** START Text section **

When you’re most enjoying what you’re doing, where are you on this picture?
The above picture captures the essence of the different modes of thinking or “Thinking Preferences”.
If you spend a minute or two looking through the image you will likely find that some parts of it better describe you than others. And if you start to consider, for instance, someone you work with, where would you place them?
If you can place yourself or others on this image then you have already started to brain profile people in terms of their natural ‘Thinking Preferences”.
So how would you use this information?
Imagine if you could decide how to spend your time in your job or in your personal interests in a way that matches where you see yourself as fitting on this image. Or, put another way, imagine spending less time on activities that match with your least preferred areas. How might your days feel?
For instance, if you have a low preference for routine tasks and structure, perhaps your dissatisfaction with your current job (that requires you to engage in repetitive activities with little or no freedom to change things around you) is revealed right here on this picture.
- You may be doing a job role that does not match your natural thinking preferences.
- And when we spend time in our least preferred areas we tend to be less satisfied with how we spend our time.
Or perhaps consider a work colleague that reports to you:
- Are they spending time on activities that energise them or that suck their energy?
- Perhaps the reasons reveal themselves in the above image?
As their boss or project lead, getting an understanding of your team members’ brain profiles can be a powerful way to identify issues with the make up of your teams.
- Do you have a team that loves to spend time doing detailed planning but who fail to consider all the relevant aspects?

** END Text section **

• Problem: Reproduce the passage of the thinking preferences text above from "As their boss" to "the relevant aspects?".

** START Data section **

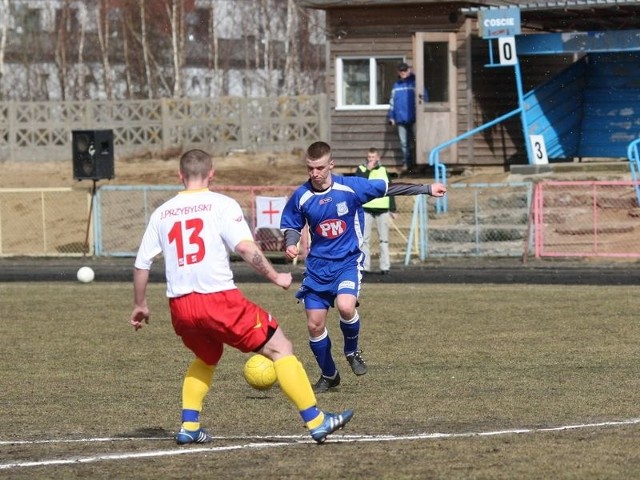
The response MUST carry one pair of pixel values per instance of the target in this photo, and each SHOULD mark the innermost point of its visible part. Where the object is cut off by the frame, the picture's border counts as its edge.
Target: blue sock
(350, 332)
(321, 348)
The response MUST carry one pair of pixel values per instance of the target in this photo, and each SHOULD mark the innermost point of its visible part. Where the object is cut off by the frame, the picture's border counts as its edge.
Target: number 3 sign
(538, 149)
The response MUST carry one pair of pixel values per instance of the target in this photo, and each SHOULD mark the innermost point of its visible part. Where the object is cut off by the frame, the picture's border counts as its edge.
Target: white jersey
(194, 231)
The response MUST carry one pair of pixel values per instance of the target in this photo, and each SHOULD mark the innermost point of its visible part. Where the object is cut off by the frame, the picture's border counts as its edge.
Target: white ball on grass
(85, 274)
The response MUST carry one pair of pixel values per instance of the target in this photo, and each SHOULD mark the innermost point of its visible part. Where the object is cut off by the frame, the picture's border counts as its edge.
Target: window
(436, 71)
(365, 83)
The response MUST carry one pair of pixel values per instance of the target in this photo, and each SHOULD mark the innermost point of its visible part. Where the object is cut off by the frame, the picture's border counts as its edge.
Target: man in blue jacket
(402, 112)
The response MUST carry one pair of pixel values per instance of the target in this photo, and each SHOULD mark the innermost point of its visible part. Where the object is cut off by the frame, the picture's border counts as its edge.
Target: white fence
(41, 131)
(483, 220)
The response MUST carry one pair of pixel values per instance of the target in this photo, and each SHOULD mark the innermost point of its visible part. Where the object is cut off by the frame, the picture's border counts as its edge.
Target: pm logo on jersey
(331, 228)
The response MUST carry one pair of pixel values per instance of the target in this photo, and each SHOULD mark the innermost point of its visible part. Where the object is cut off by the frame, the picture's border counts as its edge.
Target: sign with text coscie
(499, 22)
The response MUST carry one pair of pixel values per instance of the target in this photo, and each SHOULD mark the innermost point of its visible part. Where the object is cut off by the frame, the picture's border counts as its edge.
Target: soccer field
(465, 381)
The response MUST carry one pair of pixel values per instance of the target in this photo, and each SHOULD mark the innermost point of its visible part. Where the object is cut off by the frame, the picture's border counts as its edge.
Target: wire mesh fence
(46, 222)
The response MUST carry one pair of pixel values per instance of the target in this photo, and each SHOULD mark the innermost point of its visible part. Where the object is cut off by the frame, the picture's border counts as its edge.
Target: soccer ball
(85, 275)
(259, 372)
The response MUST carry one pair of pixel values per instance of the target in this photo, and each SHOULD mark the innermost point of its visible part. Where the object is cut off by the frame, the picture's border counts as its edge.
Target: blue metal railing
(634, 165)
(441, 169)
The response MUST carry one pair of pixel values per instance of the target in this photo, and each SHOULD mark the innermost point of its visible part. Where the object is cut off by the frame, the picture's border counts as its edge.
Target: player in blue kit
(332, 207)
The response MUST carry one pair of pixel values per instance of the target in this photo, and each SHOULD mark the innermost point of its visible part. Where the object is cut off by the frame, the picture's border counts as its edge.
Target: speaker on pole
(92, 154)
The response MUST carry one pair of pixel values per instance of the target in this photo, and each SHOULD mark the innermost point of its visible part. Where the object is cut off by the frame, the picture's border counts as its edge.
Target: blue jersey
(335, 217)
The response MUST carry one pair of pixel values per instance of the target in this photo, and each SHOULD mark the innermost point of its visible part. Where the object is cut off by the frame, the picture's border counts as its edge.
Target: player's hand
(291, 252)
(284, 280)
(139, 317)
(438, 190)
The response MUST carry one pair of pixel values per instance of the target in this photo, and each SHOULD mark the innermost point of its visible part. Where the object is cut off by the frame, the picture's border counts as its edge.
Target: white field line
(272, 441)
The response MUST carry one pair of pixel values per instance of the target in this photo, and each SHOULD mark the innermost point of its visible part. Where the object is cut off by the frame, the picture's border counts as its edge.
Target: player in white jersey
(332, 208)
(193, 231)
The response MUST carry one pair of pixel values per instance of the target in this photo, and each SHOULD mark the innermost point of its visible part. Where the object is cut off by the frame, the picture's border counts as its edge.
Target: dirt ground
(232, 169)
(235, 168)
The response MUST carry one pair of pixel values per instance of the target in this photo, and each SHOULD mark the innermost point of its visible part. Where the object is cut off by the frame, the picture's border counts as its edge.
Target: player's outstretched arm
(140, 313)
(253, 255)
(399, 189)
(438, 190)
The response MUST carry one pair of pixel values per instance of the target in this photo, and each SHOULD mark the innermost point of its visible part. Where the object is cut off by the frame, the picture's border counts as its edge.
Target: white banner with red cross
(269, 211)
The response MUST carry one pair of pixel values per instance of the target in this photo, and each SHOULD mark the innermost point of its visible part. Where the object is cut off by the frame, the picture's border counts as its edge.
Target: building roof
(550, 15)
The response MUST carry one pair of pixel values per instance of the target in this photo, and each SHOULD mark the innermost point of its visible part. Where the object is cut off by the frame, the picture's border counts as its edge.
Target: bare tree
(62, 44)
(291, 59)
(102, 21)
(81, 68)
(145, 48)
(175, 14)
(3, 41)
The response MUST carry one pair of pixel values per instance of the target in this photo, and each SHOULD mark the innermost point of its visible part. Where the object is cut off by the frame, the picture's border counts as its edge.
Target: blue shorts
(318, 292)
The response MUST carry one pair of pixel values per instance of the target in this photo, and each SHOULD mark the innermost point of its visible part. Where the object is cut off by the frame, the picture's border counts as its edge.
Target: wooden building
(450, 57)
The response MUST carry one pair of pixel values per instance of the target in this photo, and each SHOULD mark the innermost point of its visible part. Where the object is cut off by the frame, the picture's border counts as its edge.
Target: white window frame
(373, 84)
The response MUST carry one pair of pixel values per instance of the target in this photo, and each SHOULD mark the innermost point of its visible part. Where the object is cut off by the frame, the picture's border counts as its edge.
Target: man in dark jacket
(378, 211)
(402, 111)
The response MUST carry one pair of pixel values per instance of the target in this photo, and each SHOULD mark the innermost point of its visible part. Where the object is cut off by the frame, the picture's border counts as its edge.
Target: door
(436, 94)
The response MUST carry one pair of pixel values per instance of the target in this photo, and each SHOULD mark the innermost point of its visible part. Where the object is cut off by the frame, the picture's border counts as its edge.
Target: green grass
(449, 359)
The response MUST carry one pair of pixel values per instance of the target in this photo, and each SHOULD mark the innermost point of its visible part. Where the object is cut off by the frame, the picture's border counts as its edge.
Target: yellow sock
(195, 387)
(295, 384)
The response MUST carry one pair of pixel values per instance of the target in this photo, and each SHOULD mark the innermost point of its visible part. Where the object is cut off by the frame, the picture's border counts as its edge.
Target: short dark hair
(318, 150)
(196, 163)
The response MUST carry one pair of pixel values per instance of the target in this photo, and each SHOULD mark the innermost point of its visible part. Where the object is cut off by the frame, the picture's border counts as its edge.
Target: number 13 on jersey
(193, 251)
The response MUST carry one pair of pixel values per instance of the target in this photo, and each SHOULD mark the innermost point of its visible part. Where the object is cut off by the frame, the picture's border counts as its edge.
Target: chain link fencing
(483, 220)
(45, 222)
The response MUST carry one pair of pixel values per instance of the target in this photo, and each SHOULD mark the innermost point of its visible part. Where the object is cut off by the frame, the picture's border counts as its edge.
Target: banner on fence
(269, 211)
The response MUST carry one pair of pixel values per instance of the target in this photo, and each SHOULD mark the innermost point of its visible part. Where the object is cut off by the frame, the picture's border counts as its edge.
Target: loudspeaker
(92, 154)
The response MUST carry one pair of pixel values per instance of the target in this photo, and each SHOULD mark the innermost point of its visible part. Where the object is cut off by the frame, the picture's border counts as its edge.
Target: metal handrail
(441, 169)
(634, 165)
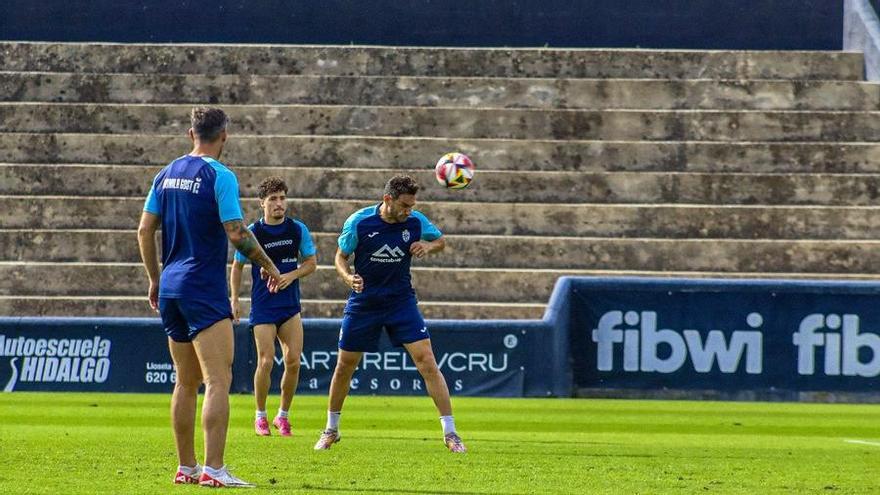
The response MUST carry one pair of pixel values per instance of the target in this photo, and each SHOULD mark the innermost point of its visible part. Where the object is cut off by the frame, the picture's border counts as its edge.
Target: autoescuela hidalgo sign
(131, 355)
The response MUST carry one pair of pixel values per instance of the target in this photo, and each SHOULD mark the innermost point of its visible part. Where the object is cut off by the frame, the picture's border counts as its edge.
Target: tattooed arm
(245, 242)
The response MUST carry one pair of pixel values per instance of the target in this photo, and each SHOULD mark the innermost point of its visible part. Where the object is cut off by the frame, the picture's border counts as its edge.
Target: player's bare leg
(264, 340)
(183, 408)
(423, 357)
(291, 337)
(215, 348)
(346, 364)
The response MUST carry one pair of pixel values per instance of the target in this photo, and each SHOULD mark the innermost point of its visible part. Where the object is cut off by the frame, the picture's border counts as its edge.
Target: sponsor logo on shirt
(285, 242)
(188, 185)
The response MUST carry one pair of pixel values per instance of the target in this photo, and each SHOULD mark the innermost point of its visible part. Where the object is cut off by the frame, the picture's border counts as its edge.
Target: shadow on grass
(402, 490)
(499, 440)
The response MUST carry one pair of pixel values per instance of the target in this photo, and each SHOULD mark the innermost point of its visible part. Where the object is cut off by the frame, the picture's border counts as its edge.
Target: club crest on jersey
(387, 254)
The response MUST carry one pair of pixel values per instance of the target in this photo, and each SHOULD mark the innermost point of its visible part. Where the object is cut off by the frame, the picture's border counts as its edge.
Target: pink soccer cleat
(283, 426)
(192, 478)
(328, 438)
(261, 426)
(454, 443)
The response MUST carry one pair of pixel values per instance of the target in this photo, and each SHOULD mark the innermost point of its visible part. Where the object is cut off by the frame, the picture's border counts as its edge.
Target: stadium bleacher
(696, 163)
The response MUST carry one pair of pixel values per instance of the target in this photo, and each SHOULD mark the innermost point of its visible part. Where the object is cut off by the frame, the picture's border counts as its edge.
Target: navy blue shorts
(183, 319)
(273, 316)
(362, 326)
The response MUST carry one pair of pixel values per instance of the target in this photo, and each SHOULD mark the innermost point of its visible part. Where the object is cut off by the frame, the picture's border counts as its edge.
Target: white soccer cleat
(223, 480)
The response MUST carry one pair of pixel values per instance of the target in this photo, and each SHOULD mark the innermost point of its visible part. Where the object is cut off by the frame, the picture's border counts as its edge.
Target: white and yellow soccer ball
(454, 170)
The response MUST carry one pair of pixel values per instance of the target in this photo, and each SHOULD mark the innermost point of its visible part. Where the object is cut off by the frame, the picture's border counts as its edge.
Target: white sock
(448, 424)
(333, 420)
(215, 472)
(187, 470)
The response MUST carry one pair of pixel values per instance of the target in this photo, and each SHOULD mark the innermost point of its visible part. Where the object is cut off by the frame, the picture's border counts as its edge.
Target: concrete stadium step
(415, 61)
(526, 252)
(650, 125)
(490, 154)
(133, 306)
(431, 284)
(488, 186)
(444, 92)
(534, 219)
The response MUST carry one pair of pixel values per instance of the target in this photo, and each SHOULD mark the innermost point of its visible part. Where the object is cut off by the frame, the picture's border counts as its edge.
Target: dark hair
(271, 185)
(208, 123)
(401, 184)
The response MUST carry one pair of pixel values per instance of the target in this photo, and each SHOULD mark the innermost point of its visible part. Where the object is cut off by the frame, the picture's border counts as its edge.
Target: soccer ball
(454, 171)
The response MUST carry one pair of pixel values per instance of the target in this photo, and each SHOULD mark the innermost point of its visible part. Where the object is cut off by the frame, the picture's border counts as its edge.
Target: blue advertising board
(725, 335)
(496, 358)
(475, 359)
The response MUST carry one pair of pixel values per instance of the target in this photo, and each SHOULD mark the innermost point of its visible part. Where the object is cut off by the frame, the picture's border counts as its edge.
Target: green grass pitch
(121, 443)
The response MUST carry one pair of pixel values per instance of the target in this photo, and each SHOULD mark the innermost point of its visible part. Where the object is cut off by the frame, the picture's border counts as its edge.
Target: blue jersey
(194, 196)
(381, 251)
(282, 244)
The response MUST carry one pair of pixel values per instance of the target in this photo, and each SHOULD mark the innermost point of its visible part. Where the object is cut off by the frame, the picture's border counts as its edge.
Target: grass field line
(862, 442)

** END Data section **

• The solution:
As their boss or project lead, getting an understanding of your team members’ brain profiles can be a powerful way to identify issues with the make up of your teams.
- Do you have a team that loves to spend time doing detailed planning but who fail to consider all the relevant aspects?